> **SHORT TASK**:
Copy the entries below, requests included, starting at the line containing "Detect the windshield" and ending with the final line of the entries, and give only those lines. Multiply every box coordinate in the answers by 1.4 and round to whole numbers with halves rounded up, leaving the numbers in the requests and their format samples unchanged.

> **MATERIAL SHOWN**:
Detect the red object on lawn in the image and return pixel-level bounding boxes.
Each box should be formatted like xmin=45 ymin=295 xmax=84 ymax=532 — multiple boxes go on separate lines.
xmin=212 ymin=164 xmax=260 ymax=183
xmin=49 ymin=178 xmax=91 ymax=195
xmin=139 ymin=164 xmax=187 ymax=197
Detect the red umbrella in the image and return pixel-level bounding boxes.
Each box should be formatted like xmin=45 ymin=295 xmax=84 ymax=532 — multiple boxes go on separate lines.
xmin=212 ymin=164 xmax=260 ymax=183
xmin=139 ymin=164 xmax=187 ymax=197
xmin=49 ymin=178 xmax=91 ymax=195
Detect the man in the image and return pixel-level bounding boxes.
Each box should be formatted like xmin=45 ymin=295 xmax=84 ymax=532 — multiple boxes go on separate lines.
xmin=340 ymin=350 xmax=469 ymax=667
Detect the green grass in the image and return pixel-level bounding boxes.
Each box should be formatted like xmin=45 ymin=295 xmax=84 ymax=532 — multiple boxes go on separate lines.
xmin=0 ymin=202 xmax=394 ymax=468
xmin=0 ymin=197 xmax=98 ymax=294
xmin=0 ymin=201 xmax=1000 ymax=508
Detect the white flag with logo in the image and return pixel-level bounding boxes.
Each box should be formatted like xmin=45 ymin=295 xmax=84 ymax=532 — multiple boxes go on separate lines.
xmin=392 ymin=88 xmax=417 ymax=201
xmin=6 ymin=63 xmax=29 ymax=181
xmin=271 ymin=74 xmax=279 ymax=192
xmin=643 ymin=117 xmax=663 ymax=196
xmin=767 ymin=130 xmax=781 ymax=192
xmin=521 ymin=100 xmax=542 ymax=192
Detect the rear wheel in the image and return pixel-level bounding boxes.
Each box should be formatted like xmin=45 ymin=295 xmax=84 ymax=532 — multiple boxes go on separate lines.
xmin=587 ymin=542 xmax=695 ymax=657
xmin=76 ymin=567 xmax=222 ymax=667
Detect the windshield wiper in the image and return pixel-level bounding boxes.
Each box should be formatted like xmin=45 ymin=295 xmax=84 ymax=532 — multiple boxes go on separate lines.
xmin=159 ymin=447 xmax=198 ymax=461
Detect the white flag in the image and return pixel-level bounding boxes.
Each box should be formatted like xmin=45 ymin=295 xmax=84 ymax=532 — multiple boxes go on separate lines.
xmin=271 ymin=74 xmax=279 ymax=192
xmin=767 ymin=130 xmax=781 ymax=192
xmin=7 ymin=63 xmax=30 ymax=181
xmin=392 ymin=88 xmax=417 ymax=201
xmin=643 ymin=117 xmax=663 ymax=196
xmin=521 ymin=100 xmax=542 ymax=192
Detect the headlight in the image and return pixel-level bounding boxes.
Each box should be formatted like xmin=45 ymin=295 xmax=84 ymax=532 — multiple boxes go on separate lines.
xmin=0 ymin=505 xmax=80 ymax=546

> **WRITTEN ANSWER**:
Detect the windshield wiper in the image and return pixel-level bounding boxes.
Each box should be formatted like xmin=45 ymin=295 xmax=84 ymax=532 — multiple boxes go on separate lines.
xmin=223 ymin=626 xmax=277 ymax=645
Detect the white flag in the image and return pixel-level bounding boxes.
Each box should be formatted like xmin=45 ymin=295 xmax=84 ymax=532 — multiple boxes go on separate lines.
xmin=379 ymin=104 xmax=391 ymax=269
xmin=1074 ymin=182 xmax=1093 ymax=269
xmin=10 ymin=88 xmax=42 ymax=253
xmin=549 ymin=123 xmax=584 ymax=281
xmin=900 ymin=164 xmax=928 ymax=274
xmin=729 ymin=140 xmax=759 ymax=269
Detect the headlight in the image and return pixel-level bounding boxes.
Each box should be formatted like xmin=45 ymin=295 xmax=84 ymax=532 — multiple boxes go on separate lines.
xmin=0 ymin=707 xmax=112 ymax=764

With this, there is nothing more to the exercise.